FRAGMENTO DE TEXTO
§ §

En el evangelio del domingo pasado Jesús pedía extremar la caridad con los enemigos y los que nos odian (Lc 6,27-38). Con otra breve colección de dichos, el Maestro exige ahora el mismo grado de heroísmo en las situaciones cotidianas. Si hemos de vivir la comprensión y el perdón con aquellos que nos persiguen o desprecian, más aún debemos tratar con extremada delicadeza y humildad a quienes Dios ha puesto junto a nosotros.
En primer lugar, Jesús nos previene contra un peligro sutil y común en el trato con los demás: el progresivo olvido de los propios defectos, mientras centramos la atención en los defectos ajenos e incluso proyectamos en ellos los nuestros. Pero “¿acaso puede un ciego guiar a otro ciego? ¿No caerán los dos en el hoyo?”. Está ciego para ayudar a los demás quien no lucha primero contra los propios defectos.
Con la hipérbole semítica de la “mota en el ojo ajeno y la viga en el propio” nos advierte el Maestro de esta manifestación de falta de humildad. Una mota en el ojo irrita mucho, impide ver y no se quita sin ayuda de otros. Pero mucha más ceguera y molestia supondría una viga entera; nos llevaría incluso a hacer el ridículo ante los demás que señalarían la evidencia de nuestros propios defectos.

§ §

DATOS
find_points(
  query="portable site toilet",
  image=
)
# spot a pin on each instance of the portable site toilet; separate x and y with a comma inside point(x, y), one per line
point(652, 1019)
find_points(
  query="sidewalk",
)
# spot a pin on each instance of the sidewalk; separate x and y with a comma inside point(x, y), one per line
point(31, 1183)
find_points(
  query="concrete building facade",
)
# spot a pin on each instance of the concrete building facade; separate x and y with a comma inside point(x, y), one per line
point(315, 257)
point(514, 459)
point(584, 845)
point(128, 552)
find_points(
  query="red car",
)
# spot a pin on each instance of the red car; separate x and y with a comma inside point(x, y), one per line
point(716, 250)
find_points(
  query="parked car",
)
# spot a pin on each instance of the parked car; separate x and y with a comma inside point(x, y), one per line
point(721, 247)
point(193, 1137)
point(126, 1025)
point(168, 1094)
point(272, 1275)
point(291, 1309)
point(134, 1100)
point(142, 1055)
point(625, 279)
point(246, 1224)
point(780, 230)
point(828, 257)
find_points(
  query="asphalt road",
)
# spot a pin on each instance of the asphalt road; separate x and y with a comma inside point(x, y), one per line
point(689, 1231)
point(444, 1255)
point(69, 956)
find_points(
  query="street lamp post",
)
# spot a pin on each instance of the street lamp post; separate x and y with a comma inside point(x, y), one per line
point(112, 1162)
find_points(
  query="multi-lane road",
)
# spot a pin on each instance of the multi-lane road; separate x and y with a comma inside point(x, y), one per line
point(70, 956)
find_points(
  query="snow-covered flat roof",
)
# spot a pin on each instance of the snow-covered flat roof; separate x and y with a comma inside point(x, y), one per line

§ §

TAREAS
(1) Reproduce el tramo del comentario sobre el evangelio que va desde "En el evangelio" hasta "junto a nosotros.", y sustituye "Maestro" por "Señor".
(2) Reanuda el comentario sobre el evangelio a continuación de su última frase.
Los registros no guardan relación alguna con el comentario sobre el evangelio.

RESULTADOS ESPERADOS
(1)
En el evangelio del domingo pasado Jesús pedía extremar la caridad con los enemigos y los que nos odian (Lc 6,27-38). Con otra breve colección de dichos, el Señor exige ahora el mismo grado de heroísmo en las situaciones cotidianas. Si hemos de vivir la comprensión y el perdón con aquellos que nos persiguen o desprecian, más aún debemos tratar con extremada delicadeza y humildad a quienes Dios ha puesto junto a nosotros.

(2)
La solución a este peligro es clara: examen personal, humilde y exigente, y comprensión llena de caridad hacia los demás. Así explicaba san Josemaría la actitud que Jesús nos pide: “Cada uno de nosotros tiene su carácter, sus gustos personales, su genio –su mal genio, a veces– y sus defectos. Cada uno tiene también cosas agradables en su personalidad, y por eso y por muchas más razones, se le puede querer.
La convivencia es posible cuando todos tratan de corregir las propias deficiencias y procuran pasar por encima de las faltas de los demás: es decir, cuando hay amor, que anula y supera todo lo que falsamente podría ser motivo de separación o de divergencia. En cambio, si se dramatizan los pequeños contrastes y mutuamente comienzan a echarse en cara los defectos y las equivocaciones, entonces se acaba la paz y se corre el riesgo de matar el cariño”. (San Josemaría, Conversaciones 108).
El Señor nos habla también de guiar a los ciegos. A un ciego no le vale recibir orientación de otro ciego, aunque este tuviera una intención generosa; los ojos sellados necesitan tener cerca unos ojos sabios, que puedan ver la senda con claridad. Y aquella ciencia imprescindible para guiar a otros no se alcanza por generación espontánea: el Espíritu Santo, al asistirnos, cuenta también con nuestro propia preparación para llevar a cabo la misión.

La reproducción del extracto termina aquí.